Start of Block

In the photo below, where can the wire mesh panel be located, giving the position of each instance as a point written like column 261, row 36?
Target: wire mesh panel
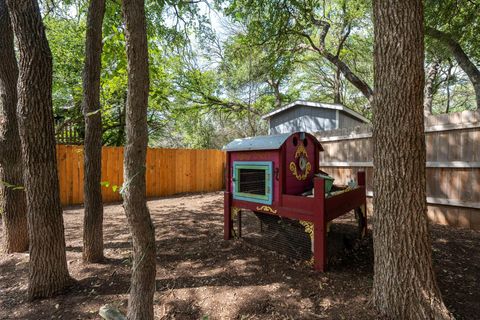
column 282, row 235
column 294, row 238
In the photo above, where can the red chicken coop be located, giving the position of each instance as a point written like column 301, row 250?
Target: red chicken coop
column 279, row 175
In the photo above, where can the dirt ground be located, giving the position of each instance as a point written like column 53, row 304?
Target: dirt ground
column 201, row 276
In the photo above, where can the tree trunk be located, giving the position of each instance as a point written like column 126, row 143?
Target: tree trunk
column 404, row 285
column 447, row 83
column 429, row 81
column 142, row 288
column 337, row 87
column 462, row 59
column 48, row 273
column 93, row 219
column 12, row 196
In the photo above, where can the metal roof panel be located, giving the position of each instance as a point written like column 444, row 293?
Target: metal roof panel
column 272, row 142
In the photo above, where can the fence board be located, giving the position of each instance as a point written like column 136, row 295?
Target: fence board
column 453, row 171
column 168, row 171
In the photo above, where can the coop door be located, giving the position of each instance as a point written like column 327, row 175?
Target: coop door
column 252, row 181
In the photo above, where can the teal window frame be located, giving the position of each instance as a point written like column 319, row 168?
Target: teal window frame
column 257, row 165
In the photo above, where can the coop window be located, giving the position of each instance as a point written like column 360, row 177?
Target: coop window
column 253, row 181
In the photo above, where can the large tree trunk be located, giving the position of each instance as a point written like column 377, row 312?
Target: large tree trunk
column 404, row 285
column 142, row 288
column 93, row 220
column 12, row 196
column 48, row 273
column 463, row 61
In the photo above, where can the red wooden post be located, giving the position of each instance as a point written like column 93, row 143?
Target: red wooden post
column 361, row 178
column 227, row 202
column 227, row 216
column 362, row 183
column 319, row 227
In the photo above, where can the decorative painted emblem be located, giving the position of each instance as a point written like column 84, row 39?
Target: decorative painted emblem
column 303, row 163
column 267, row 209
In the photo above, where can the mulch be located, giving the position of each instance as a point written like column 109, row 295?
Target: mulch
column 201, row 276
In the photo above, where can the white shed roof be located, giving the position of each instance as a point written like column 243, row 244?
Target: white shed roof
column 317, row 105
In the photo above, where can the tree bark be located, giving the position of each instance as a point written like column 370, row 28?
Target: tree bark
column 12, row 196
column 93, row 219
column 404, row 285
column 142, row 289
column 48, row 273
column 463, row 61
column 429, row 88
column 337, row 87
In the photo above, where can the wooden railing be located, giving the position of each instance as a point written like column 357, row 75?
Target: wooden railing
column 168, row 171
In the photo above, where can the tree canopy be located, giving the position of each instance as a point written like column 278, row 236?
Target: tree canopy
column 217, row 66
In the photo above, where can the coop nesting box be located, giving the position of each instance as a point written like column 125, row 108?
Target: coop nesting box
column 275, row 174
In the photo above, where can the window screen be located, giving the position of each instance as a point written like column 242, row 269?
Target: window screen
column 252, row 181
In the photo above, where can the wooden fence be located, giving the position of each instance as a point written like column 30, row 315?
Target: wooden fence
column 169, row 171
column 453, row 164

End of Block

Keep every word of the data as it is when you write it out, but drop the pictures.

**Result:**
In the photo below, where can the wire mesh panel be located, giving the position of each instance as a point written like column 261, row 36?
Target: wire mesh panel
column 282, row 235
column 294, row 238
In the photo above, where can the red chicken coop be located, giving the position of each instance as a point written like column 301, row 250?
Target: red chicken coop
column 279, row 175
In the photo above, where can the dirt ground be located, giving the position of each instance as a point written like column 53, row 304?
Target: dirt ground
column 201, row 276
In the photo above, where can the tree trunk be located, giving the position of each instance as a point written like column 126, row 143?
Target: tree trunk
column 404, row 285
column 447, row 83
column 429, row 81
column 142, row 288
column 337, row 87
column 462, row 59
column 48, row 273
column 93, row 219
column 12, row 196
In the photo above, where can the metal roof panel be located, giving the position of each instance as a point written like column 444, row 293?
Target: metal roof panel
column 272, row 142
In the photo above, where can the fence board be located, giving the position of each instance as a point written like column 136, row 295?
Target: fence board
column 453, row 171
column 168, row 171
In the photo above, where can the coop door be located, giving the position of each instance as a point written like column 327, row 175?
Target: coop door
column 252, row 181
In the photo above, where can the teal window frame be located, giving the position of each instance as a point written like column 319, row 168?
Target: teal window frame
column 257, row 165
In the photo above, where can the coop window be located, giving the position of each instance as a point written like column 360, row 177?
Target: coop window
column 253, row 181
In the photo above, where can the large tree trunk be located, giving the position of each instance as a point written like column 377, row 312?
Target: large tree trunk
column 404, row 285
column 142, row 288
column 93, row 220
column 12, row 196
column 48, row 273
column 463, row 61
In the photo above, where can the red wooden post be located, giving the position of each instance as a point written like column 93, row 143?
Target: red wooden post
column 361, row 178
column 227, row 202
column 227, row 216
column 362, row 183
column 319, row 227
In the photo above, where can the decorative painted emblem be located, giving the position of each instance as a point written like column 84, row 39?
Target: decorative painted emblem
column 303, row 163
column 267, row 209
In the photo above, where can the mulch be located, giving the position of each instance as a point written like column 109, row 295?
Target: mulch
column 201, row 276
In the photo above, where can the white shed roof be located, giving the position of each instance as a point written like column 243, row 244?
Target: white shed roof
column 317, row 105
In the photo above, where can the tree bark be located, giving the position of each instance as a point written like column 370, row 28?
Target: tree bark
column 12, row 196
column 93, row 219
column 404, row 285
column 142, row 289
column 48, row 273
column 463, row 61
column 429, row 88
column 337, row 87
In the photo above, where can the wooden railing be located, giving the position of each instance as a point written like column 357, row 75?
Target: wooden railing
column 168, row 171
In the photo above, where can the tree canopy be located, giving the position of each instance as a point written like column 278, row 236?
Target: tree canopy
column 217, row 66
In the photo above, where can the coop nesting box be located, giving the position of each instance as a point written like column 125, row 108?
Target: coop nesting box
column 275, row 174
In the photo above, where can the window screen be located, giving the position of each instance as a point written like column 242, row 269?
Target: window screen
column 252, row 181
In the photo above, where can the wooden fence be located, giving the position of each instance as a point written like column 30, row 315?
Target: wooden fence
column 169, row 171
column 453, row 164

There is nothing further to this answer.